Titlu Job: QA Engineer
Responsibilities:
- Responsible for the overall health, performance, and capacity of gaming platform services
- Monitor and manage the gaming platform to ensure SLAs are met
- Build and manage systems, infrastructure and applications through automation
- To spend 40-60% of whole time working on Ops related activities. Remaining time should be spent writing code and building systems to improve performance and operational efficiency
- Develop strategy, processes, and shape our existing infrastructure and support procedures
- Regularly check code into our continuous integration pipeline
- Participate in periodic on-call duties
- Work with other DevOps and SRE’s.
What you'll be doing :
- Serve as a primary point responsible for the overall health, performance, and capacity of gaming platform services.
- Troubleshoot issues across the entire stack: hardware, software, application and network. Physical hardware and cloud-based environments.
- Gain deep application-level knowledge of the systems as well as contributing to their overall design and drive standardization efforts across multiple disciplines and services
- Identify and drive opportunities to improve automation for the company (continuous delivery)
- Manage timely resolution of all critical and/or complex problems meeting SLA requirements
- Participate in a 24x7 on-call rotation
- Ability to effectively communicate with all levels of management and all stakeholders
- Develop, configure and optimize service and application monitoring and telemetry
- Assist in the roll-outs and deployment of new product features and installations
- Develop tools to improve our ability to rapidly deploy and effectively monitor applications and services in a large-scale environment
- Work closely with development teams to ensure that platforms are designed with "operability" in mind.
- Function well in a fast-paced, rapidly-changing environment.
Who you are :
- A technology or business graduate degree, or equivalent experience and knowledge of IT governance and operations.
- Strong knowledge of current IT methodologies and systems technologies and standards.
- Always keeps IT security in mind in whatever you do.
- Actively contributes SRE/DevOps best practices.

▸ EXERCISE MATERIALS:
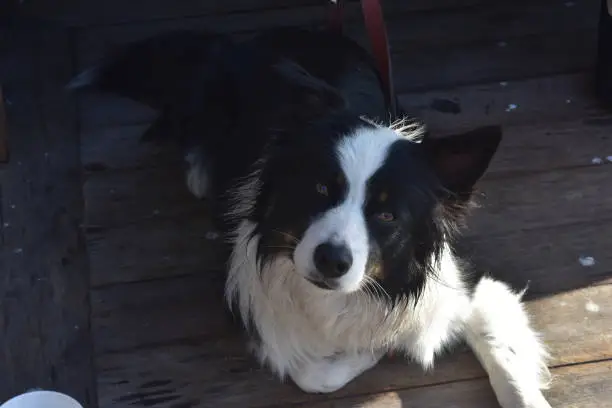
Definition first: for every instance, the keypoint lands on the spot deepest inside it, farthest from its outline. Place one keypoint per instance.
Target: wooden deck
(160, 336)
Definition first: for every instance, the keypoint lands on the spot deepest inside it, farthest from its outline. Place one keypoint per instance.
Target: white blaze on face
(360, 155)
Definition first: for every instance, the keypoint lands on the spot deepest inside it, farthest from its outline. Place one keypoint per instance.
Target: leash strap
(377, 32)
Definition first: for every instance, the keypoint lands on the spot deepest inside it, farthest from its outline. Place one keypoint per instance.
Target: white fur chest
(298, 322)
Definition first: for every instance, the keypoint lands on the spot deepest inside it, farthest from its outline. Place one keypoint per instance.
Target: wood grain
(44, 284)
(584, 386)
(525, 148)
(563, 196)
(218, 372)
(537, 100)
(3, 130)
(115, 12)
(183, 290)
(439, 68)
(543, 100)
(413, 26)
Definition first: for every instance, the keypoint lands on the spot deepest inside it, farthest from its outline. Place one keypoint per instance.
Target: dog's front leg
(499, 333)
(329, 374)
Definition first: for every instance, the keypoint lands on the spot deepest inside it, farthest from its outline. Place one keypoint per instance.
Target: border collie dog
(340, 216)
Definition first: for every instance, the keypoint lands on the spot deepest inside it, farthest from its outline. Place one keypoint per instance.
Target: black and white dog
(340, 217)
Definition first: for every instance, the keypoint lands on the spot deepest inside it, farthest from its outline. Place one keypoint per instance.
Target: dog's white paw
(510, 397)
(329, 375)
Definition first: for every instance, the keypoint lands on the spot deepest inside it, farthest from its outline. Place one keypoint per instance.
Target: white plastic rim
(41, 399)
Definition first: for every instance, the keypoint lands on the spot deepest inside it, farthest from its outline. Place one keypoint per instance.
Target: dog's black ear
(461, 160)
(307, 97)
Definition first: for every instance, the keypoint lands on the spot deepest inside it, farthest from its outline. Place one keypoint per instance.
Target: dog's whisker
(290, 248)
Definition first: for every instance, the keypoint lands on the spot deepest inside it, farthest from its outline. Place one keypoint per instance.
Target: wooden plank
(520, 259)
(519, 58)
(445, 110)
(584, 386)
(178, 248)
(44, 285)
(149, 207)
(524, 149)
(539, 100)
(409, 27)
(153, 250)
(564, 196)
(220, 373)
(3, 130)
(115, 12)
(523, 57)
(544, 199)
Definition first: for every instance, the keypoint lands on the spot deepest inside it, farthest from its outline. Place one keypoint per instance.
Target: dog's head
(368, 204)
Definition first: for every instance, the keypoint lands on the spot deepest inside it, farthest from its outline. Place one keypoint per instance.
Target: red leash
(377, 32)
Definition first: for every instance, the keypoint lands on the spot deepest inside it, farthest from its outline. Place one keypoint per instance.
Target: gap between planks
(221, 371)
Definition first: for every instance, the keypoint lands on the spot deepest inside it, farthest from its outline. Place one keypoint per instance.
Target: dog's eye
(385, 216)
(322, 189)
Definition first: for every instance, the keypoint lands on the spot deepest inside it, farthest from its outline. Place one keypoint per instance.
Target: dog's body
(341, 223)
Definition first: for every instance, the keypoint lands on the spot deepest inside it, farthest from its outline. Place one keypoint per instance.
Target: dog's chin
(330, 285)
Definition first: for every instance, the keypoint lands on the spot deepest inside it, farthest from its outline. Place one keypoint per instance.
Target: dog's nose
(332, 260)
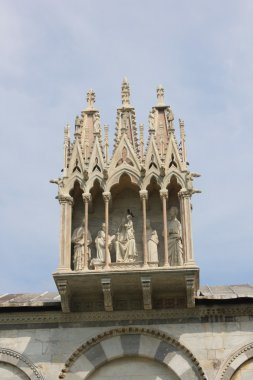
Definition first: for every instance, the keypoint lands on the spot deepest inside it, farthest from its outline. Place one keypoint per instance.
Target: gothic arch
(115, 178)
(21, 362)
(238, 358)
(132, 341)
(178, 177)
(147, 180)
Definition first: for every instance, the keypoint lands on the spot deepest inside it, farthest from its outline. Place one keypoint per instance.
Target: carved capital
(146, 292)
(106, 196)
(106, 287)
(143, 194)
(190, 290)
(86, 197)
(184, 193)
(63, 288)
(164, 193)
(63, 199)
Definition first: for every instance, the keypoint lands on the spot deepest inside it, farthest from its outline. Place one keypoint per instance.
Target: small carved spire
(160, 95)
(96, 119)
(182, 137)
(170, 118)
(106, 129)
(125, 93)
(91, 97)
(151, 121)
(77, 127)
(141, 141)
(86, 144)
(66, 148)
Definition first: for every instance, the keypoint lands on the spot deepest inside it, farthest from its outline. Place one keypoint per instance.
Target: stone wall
(157, 350)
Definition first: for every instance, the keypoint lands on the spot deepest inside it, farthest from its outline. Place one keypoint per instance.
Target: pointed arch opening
(173, 189)
(125, 200)
(77, 213)
(155, 243)
(96, 214)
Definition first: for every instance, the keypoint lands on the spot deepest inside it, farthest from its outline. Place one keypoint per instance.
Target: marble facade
(129, 305)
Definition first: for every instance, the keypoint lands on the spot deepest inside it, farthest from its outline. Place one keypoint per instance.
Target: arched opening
(77, 213)
(155, 239)
(245, 371)
(129, 368)
(126, 201)
(173, 189)
(11, 372)
(96, 214)
(113, 353)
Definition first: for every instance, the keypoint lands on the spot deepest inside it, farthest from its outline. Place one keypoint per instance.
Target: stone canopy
(125, 235)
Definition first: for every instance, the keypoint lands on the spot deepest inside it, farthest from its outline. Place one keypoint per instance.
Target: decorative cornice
(205, 314)
(9, 356)
(228, 369)
(154, 333)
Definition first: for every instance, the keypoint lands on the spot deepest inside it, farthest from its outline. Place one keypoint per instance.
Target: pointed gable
(126, 119)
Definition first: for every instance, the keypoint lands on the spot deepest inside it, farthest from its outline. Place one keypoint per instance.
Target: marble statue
(170, 117)
(125, 244)
(78, 238)
(96, 123)
(153, 241)
(151, 120)
(100, 244)
(175, 246)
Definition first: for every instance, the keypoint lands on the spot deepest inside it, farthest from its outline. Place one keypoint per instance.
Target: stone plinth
(123, 288)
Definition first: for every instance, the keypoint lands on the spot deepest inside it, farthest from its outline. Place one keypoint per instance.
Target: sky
(52, 52)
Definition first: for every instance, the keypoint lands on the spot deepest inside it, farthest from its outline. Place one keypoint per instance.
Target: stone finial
(91, 97)
(66, 134)
(125, 92)
(182, 137)
(160, 95)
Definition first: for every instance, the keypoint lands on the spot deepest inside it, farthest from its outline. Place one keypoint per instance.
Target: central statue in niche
(125, 245)
(123, 240)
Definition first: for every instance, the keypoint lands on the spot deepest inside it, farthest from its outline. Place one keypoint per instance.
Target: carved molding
(164, 193)
(183, 193)
(146, 291)
(62, 286)
(230, 367)
(86, 197)
(208, 314)
(65, 199)
(106, 196)
(106, 287)
(154, 333)
(190, 290)
(13, 357)
(143, 194)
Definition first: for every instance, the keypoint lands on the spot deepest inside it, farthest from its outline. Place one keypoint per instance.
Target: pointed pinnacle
(160, 95)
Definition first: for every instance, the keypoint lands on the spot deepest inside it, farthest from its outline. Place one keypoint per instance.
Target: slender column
(107, 197)
(66, 203)
(86, 199)
(185, 207)
(164, 197)
(144, 197)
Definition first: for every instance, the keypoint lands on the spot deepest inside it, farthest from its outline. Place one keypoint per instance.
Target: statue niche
(78, 240)
(101, 244)
(153, 242)
(125, 245)
(175, 246)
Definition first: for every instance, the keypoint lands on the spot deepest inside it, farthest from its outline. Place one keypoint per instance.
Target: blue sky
(52, 52)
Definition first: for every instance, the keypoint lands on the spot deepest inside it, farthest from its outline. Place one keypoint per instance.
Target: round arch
(236, 360)
(132, 342)
(22, 362)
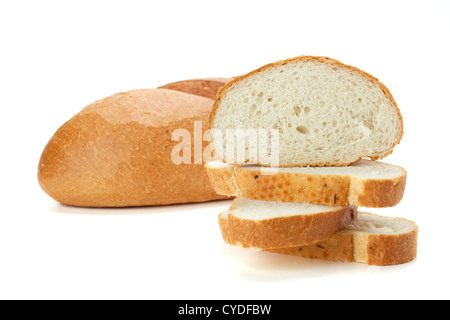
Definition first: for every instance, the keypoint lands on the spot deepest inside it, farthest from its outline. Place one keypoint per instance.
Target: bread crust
(371, 249)
(331, 190)
(207, 88)
(117, 152)
(221, 93)
(284, 231)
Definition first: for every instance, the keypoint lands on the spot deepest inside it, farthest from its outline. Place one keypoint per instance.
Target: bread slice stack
(325, 121)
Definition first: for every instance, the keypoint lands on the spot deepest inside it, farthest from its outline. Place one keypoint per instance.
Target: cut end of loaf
(324, 113)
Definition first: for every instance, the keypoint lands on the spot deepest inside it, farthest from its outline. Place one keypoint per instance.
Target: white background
(58, 56)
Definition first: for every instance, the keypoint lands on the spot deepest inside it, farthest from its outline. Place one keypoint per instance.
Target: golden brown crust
(337, 248)
(331, 190)
(221, 93)
(207, 88)
(371, 249)
(385, 250)
(117, 152)
(284, 231)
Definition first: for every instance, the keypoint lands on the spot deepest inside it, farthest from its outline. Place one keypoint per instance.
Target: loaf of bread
(323, 112)
(117, 152)
(369, 238)
(272, 224)
(365, 183)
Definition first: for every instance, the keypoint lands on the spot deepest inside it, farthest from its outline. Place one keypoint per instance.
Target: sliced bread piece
(272, 224)
(327, 114)
(365, 183)
(370, 239)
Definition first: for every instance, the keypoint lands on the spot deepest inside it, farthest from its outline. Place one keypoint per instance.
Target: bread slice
(272, 224)
(365, 183)
(370, 239)
(326, 113)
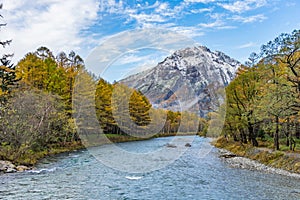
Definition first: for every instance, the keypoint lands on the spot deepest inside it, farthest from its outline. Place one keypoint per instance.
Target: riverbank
(259, 158)
(28, 161)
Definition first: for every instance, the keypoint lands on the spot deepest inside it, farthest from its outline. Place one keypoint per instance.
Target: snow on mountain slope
(190, 79)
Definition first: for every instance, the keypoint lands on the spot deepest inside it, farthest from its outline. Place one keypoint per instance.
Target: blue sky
(234, 27)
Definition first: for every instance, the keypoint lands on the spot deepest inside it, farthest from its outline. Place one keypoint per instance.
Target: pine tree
(7, 70)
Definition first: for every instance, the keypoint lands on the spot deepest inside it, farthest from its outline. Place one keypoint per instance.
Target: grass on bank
(264, 153)
(30, 158)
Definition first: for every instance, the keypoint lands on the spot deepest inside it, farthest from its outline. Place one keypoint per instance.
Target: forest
(263, 101)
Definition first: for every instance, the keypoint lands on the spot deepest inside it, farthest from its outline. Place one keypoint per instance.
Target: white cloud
(242, 6)
(144, 18)
(247, 45)
(53, 23)
(249, 19)
(201, 10)
(199, 1)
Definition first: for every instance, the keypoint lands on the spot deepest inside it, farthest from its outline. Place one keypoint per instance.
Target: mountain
(190, 79)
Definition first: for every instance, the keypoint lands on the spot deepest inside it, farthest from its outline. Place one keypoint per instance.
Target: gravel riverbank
(246, 163)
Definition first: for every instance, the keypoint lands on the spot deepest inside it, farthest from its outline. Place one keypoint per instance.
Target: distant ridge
(186, 80)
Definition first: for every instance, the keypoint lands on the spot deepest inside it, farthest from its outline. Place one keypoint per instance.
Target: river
(79, 175)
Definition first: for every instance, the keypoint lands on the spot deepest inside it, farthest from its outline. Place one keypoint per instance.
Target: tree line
(264, 98)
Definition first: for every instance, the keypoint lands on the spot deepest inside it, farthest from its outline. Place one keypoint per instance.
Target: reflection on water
(78, 175)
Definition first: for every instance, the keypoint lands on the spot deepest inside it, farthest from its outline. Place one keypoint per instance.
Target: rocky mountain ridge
(189, 79)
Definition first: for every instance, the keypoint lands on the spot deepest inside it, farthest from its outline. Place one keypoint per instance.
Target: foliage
(7, 70)
(264, 97)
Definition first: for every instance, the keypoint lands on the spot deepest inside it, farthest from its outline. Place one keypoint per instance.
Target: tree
(7, 70)
(241, 102)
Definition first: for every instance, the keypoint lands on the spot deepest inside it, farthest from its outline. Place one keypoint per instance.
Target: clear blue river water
(79, 175)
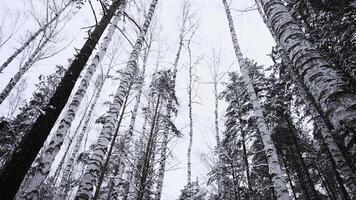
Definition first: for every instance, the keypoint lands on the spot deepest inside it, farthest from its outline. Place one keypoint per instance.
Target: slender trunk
(247, 166)
(113, 140)
(126, 141)
(148, 151)
(300, 175)
(234, 178)
(338, 177)
(35, 35)
(16, 169)
(162, 163)
(217, 138)
(325, 183)
(78, 142)
(54, 146)
(288, 174)
(318, 116)
(134, 172)
(305, 172)
(86, 184)
(14, 80)
(329, 87)
(273, 163)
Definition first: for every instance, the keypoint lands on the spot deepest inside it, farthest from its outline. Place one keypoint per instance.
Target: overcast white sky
(213, 33)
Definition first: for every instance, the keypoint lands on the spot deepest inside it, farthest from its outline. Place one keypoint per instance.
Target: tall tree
(51, 151)
(329, 87)
(43, 28)
(320, 120)
(87, 183)
(16, 168)
(274, 166)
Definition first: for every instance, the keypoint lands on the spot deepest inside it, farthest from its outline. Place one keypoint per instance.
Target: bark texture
(96, 160)
(163, 159)
(14, 80)
(17, 167)
(59, 135)
(328, 86)
(34, 36)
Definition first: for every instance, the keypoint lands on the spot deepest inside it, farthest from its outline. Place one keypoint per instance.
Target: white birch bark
(63, 184)
(189, 156)
(126, 140)
(270, 150)
(331, 90)
(57, 139)
(27, 65)
(347, 173)
(96, 160)
(34, 36)
(162, 162)
(134, 172)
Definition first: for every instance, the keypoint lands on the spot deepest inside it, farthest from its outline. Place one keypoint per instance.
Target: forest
(178, 100)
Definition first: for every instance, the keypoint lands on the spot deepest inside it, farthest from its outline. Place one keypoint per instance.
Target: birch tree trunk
(126, 140)
(63, 184)
(95, 163)
(138, 153)
(189, 157)
(348, 175)
(35, 35)
(54, 146)
(162, 163)
(271, 153)
(148, 154)
(103, 169)
(32, 58)
(328, 86)
(15, 169)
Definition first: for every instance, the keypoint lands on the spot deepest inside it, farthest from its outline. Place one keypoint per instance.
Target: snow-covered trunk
(189, 153)
(348, 175)
(30, 61)
(127, 138)
(104, 168)
(54, 146)
(35, 35)
(162, 162)
(15, 169)
(246, 163)
(63, 184)
(149, 150)
(328, 86)
(270, 150)
(220, 177)
(134, 170)
(97, 158)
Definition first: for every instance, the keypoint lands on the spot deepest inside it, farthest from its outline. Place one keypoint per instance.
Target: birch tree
(16, 168)
(43, 27)
(54, 146)
(317, 114)
(328, 86)
(274, 166)
(96, 160)
(36, 55)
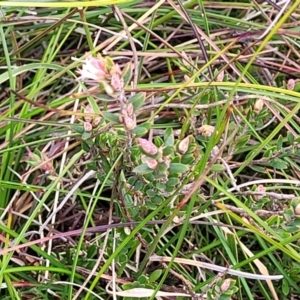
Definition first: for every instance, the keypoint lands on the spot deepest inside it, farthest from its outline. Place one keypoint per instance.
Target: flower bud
(184, 145)
(220, 76)
(297, 209)
(129, 123)
(88, 110)
(116, 82)
(96, 121)
(129, 109)
(152, 163)
(148, 147)
(258, 105)
(225, 285)
(87, 126)
(260, 189)
(291, 84)
(206, 130)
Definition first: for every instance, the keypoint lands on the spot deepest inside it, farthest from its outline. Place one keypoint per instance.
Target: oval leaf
(111, 117)
(178, 168)
(137, 101)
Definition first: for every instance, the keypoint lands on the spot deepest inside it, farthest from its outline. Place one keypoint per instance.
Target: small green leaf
(169, 137)
(137, 101)
(177, 168)
(142, 169)
(155, 275)
(127, 73)
(111, 117)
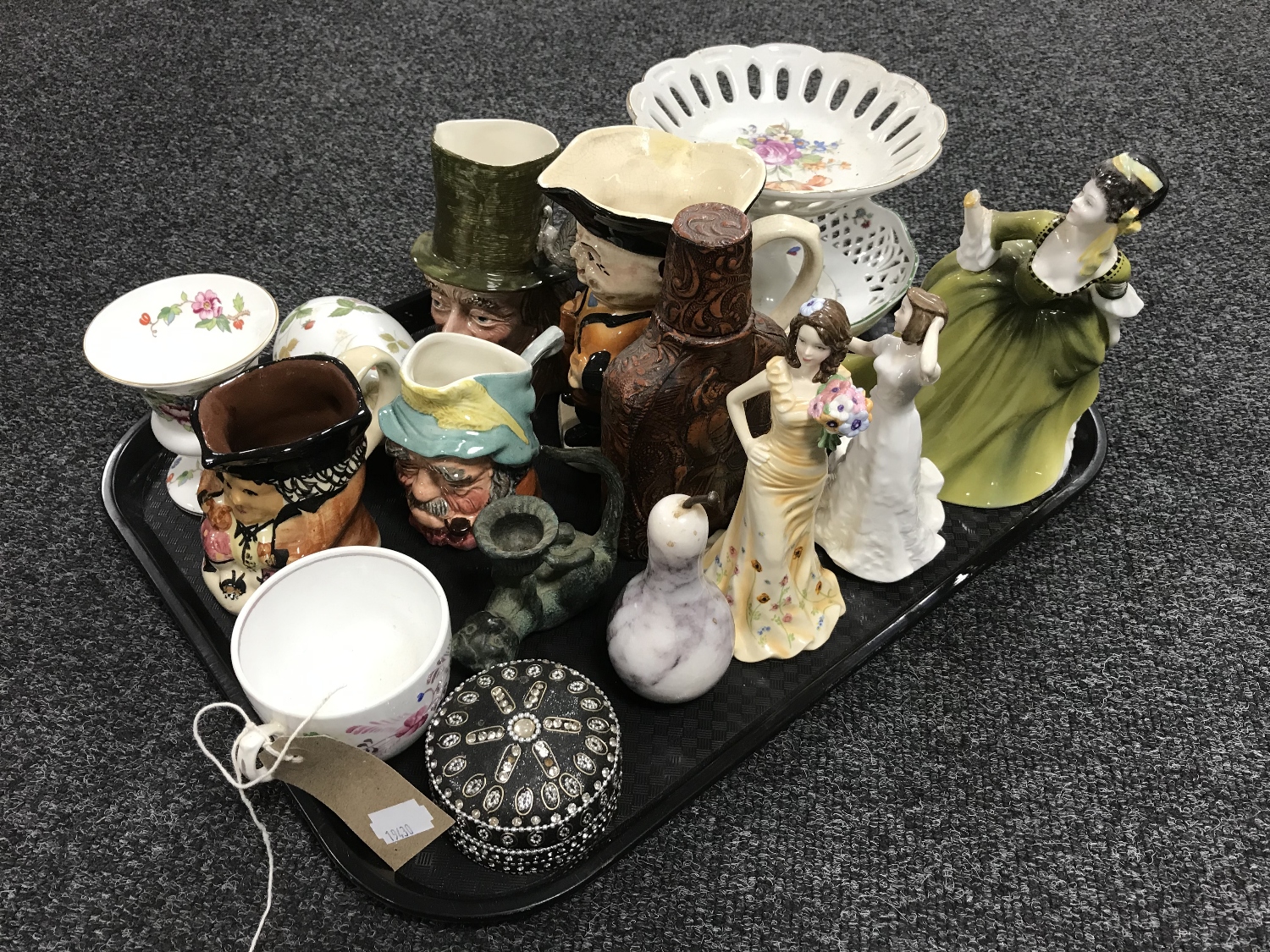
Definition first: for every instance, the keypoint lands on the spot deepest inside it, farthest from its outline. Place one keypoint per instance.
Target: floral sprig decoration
(206, 306)
(787, 157)
(842, 409)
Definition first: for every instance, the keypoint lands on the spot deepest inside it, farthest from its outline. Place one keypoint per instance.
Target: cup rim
(439, 647)
(461, 340)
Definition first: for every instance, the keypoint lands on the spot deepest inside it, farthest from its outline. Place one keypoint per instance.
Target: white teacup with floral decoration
(361, 631)
(173, 340)
(367, 339)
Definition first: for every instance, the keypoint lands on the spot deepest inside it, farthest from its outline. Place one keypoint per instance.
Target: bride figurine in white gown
(881, 515)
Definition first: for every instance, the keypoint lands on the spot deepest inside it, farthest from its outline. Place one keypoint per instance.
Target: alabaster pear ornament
(671, 632)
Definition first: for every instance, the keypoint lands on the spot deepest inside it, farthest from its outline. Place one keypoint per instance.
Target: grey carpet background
(1071, 754)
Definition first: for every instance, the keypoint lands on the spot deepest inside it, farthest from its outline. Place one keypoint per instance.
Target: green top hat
(489, 207)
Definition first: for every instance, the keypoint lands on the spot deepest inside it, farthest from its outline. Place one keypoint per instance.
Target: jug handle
(807, 234)
(378, 391)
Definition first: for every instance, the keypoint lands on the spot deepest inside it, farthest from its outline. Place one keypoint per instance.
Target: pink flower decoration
(776, 152)
(206, 304)
(413, 723)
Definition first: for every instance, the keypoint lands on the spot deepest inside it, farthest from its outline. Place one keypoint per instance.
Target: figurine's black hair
(1123, 195)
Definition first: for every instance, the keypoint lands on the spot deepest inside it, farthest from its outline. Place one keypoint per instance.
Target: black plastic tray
(670, 753)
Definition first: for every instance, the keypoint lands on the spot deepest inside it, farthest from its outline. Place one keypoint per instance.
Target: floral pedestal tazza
(173, 340)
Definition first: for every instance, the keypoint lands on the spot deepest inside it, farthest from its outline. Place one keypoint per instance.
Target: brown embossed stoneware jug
(284, 452)
(665, 415)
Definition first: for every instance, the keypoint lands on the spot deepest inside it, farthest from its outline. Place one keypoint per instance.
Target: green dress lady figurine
(1035, 299)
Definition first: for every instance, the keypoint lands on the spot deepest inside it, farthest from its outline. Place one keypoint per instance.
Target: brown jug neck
(709, 263)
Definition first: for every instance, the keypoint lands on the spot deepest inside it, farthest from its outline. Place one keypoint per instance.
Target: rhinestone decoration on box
(526, 757)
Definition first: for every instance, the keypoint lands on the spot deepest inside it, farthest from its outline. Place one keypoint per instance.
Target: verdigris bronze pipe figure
(545, 571)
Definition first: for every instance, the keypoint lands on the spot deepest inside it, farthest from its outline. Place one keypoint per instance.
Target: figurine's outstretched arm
(1115, 309)
(930, 365)
(861, 347)
(975, 251)
(737, 399)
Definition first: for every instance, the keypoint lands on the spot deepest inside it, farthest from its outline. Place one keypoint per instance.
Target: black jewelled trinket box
(526, 757)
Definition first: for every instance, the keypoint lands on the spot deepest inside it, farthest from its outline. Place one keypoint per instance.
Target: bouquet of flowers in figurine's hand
(842, 409)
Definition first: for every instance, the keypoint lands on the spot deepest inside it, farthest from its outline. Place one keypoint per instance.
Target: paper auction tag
(390, 815)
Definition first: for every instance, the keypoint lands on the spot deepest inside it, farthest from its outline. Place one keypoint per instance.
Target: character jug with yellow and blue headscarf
(460, 433)
(1035, 299)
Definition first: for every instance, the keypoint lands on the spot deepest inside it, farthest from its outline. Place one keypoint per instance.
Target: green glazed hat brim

▸ PROBLEMS TO SOLVE:
A: Print the job posting word for word, from "Who you are" to "SRE/DevOps best practices.".
B: Collect each line in the records that contains the word "carved".
The records are unrelated to the job posting.

▸ FINAL ANSWERS:
A:
Who you are :
- A technology or business graduate degree, or equivalent experience and knowledge of IT governance and operations.
- Strong knowledge of current IT methodologies and systems technologies and standards.
- Always keeps IT security in mind in whatever you do.
- Actively contributes SRE/DevOps best practices.

B:
Target: carved capital
Target: small carved spire
Target: carved molding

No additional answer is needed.